STATED PROBLEM - Retype the stretch of data below, from the line that contains "Shelf-audit tool: tag the video" through the end of the data, reproducing each line precisely and omitting the pictures.

DATA TO PROCESS -
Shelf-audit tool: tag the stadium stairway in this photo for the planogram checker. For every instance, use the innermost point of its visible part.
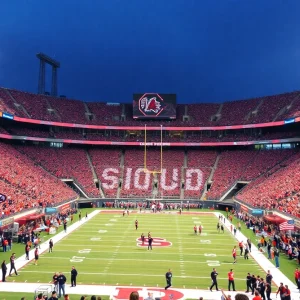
(254, 112)
(18, 105)
(95, 177)
(285, 109)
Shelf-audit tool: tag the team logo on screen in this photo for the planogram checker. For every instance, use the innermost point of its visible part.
(151, 104)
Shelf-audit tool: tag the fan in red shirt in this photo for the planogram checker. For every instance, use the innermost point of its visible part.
(281, 291)
(231, 280)
(256, 296)
(297, 277)
(234, 254)
(195, 229)
(287, 293)
(241, 246)
(200, 229)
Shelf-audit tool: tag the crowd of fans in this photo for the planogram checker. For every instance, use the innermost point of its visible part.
(258, 110)
(272, 176)
(280, 190)
(271, 237)
(26, 185)
(65, 164)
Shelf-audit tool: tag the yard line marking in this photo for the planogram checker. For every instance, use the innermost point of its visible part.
(147, 260)
(124, 246)
(133, 274)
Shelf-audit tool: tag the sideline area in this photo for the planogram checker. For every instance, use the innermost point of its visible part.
(122, 292)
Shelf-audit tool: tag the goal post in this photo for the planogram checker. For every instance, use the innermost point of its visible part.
(146, 169)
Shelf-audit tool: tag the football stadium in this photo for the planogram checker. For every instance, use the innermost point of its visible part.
(155, 197)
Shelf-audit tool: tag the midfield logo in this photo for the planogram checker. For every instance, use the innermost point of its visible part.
(157, 242)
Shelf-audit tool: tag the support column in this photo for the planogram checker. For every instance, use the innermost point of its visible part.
(41, 87)
(54, 82)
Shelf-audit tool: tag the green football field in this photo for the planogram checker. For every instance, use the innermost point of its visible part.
(104, 251)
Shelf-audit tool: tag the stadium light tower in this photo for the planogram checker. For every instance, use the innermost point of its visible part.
(45, 59)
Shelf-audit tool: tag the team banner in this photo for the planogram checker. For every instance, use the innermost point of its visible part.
(154, 106)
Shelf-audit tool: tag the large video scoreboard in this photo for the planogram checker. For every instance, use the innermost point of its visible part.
(154, 106)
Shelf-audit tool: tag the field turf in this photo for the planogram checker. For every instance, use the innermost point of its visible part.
(104, 251)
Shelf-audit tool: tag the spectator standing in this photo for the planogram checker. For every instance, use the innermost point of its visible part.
(268, 291)
(297, 277)
(253, 283)
(269, 246)
(287, 293)
(231, 280)
(249, 244)
(61, 279)
(53, 296)
(150, 240)
(246, 253)
(256, 296)
(65, 225)
(12, 264)
(262, 288)
(4, 244)
(234, 254)
(169, 276)
(50, 245)
(213, 276)
(269, 277)
(281, 291)
(55, 281)
(241, 246)
(27, 249)
(276, 257)
(248, 283)
(36, 255)
(74, 274)
(134, 296)
(4, 270)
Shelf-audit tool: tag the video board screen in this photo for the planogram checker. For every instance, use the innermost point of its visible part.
(154, 106)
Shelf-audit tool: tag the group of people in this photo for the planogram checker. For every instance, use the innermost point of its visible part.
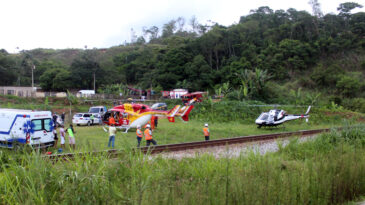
(71, 136)
(147, 134)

WRITTEN ANSWER -
Shelf-audit tool: tag the video board screen in this photo for the planogram checker. For every instance, use the innermost point of its visible part.
(154, 106)
Shelf-audit tool: tag the group of people in this photo for the planogram checker. For every instance, use the innermost point of its visible part.
(71, 136)
(147, 134)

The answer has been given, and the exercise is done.